(Passage for review)
• • • • • • •

A continuous-integration check fails the build if a wildcard reappears.
Each tool server has a named owner who reviews its catalogue at least quarterly.
Credentials are scoped to the minimum required and minted just in time.
Every write call requires a per-call human approval; approvals are logged.
An audit of every tool call exists, is rotated, and is forwarded to a central observability stack.
The inventory of connected tool servers is maintained as a supplier inventory.

Test your own agent in ten minutes

The fastest way to find out whether this anti-pattern is present in your own system is to ask an AI coding assistant to look for it. Run the prompt below in a fresh chat session, on its own — and judge the system by what the code actually does, not by what its documentation claims.

Search the whole repository to find where this applies — do not
wait for me to list files. Ignore generated, vendored, and dependency
folders (build output, node_modules, vendor). Identify every location
the failure mode below could occur, read those files in full before
you judge, and list the search terms you used so I can confirm nothing
was missed.

You are looking for one specific failure mode: the AI agent in this
codebase is granted tool access that is wildcard or near-wildcard
— for example, an unrestricted shell, an HTTP client with no
domain allow-list, file system access with no path restriction, or
an MCP / plugin client that loads every tool advertised by the
server.

Tell me whether this codebase exhibits that pattern.

Respond with exactly these four sections:
1. VERDICT: one of [present / not present / unclear]
2. EVIDENCE: file path + line numbers + a one-line quote per claim
3. WHY IT MATTERS: two sentences, plain English
4. FIX: a concrete change, with a short before/after code snippet
   if applicable. If "unclear", list the one piece of context you
   need to decide.

Insist on the four-part answer: a verdict with a file path, a line number, and a one-line quote is something you can act on; a verdict on its own is just an opinion. If the result is present, the FIX section is your starting point — replace the wildcard capability with a named allow-list of the specific verbs the agent actually needs. Re-run the same prompt after the change to confirm the verdict flips to not present.

Conclusion: shift the boundary

The categories of incident that organisations should prepare for in AI deployments are operational. They look like conventional cloud incidents — an over-permissioned role, an unscoped credential, a misconfigured webhook — with one new wrinkle: the actor inside the trust boundary is a model whose decisions are probabilistic and whose context can be influenced by anything it is asked to read.

The controls that contain this risk are not exotic. Allow-lists, approval gates, audit, least privilege, short-lived credentials — none require new science. They require the recognition that the agent's tool catalogue has joined the list of artefacts that decide what production systems will do.

• • • • • • •

Stored data:

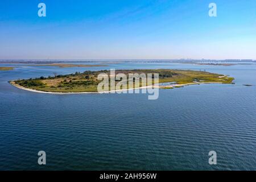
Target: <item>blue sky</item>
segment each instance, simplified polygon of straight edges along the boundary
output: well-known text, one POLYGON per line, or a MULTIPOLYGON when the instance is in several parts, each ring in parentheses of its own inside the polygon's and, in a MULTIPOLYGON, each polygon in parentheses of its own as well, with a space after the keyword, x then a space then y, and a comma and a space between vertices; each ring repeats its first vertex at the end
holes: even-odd
POLYGON ((255 0, 0 1, 0 59, 256 59, 255 50, 255 0))

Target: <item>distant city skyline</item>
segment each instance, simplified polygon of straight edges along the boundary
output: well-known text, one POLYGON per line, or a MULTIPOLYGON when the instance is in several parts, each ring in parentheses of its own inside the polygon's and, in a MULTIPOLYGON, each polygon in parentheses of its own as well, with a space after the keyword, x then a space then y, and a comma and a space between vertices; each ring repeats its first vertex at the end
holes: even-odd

• • • • • • •

(Exercises to complete)
(1) Revise the passage on agent tool access from the words "The inventory of" through the words "its documentation claims.", swapping "fresh chat session" for "new chat session" and leaving everything else unchanged.
(2) According to the passage on agent tool access, how often does each tool server's named owner review its catalogue?

(Task-by-task outputs)
(1)
The inventory of connected tool servers is maintained as a supplier inventory.

Test your own agent in ten minutes

The fastest way to find out whether this anti-pattern is present in your own system is to ask an AI coding assistant to look for it. Run the prompt below in a new chat session, on its own — and judge the system by what the code actually does, not by what its documentation claims.

(2) At least quarterly.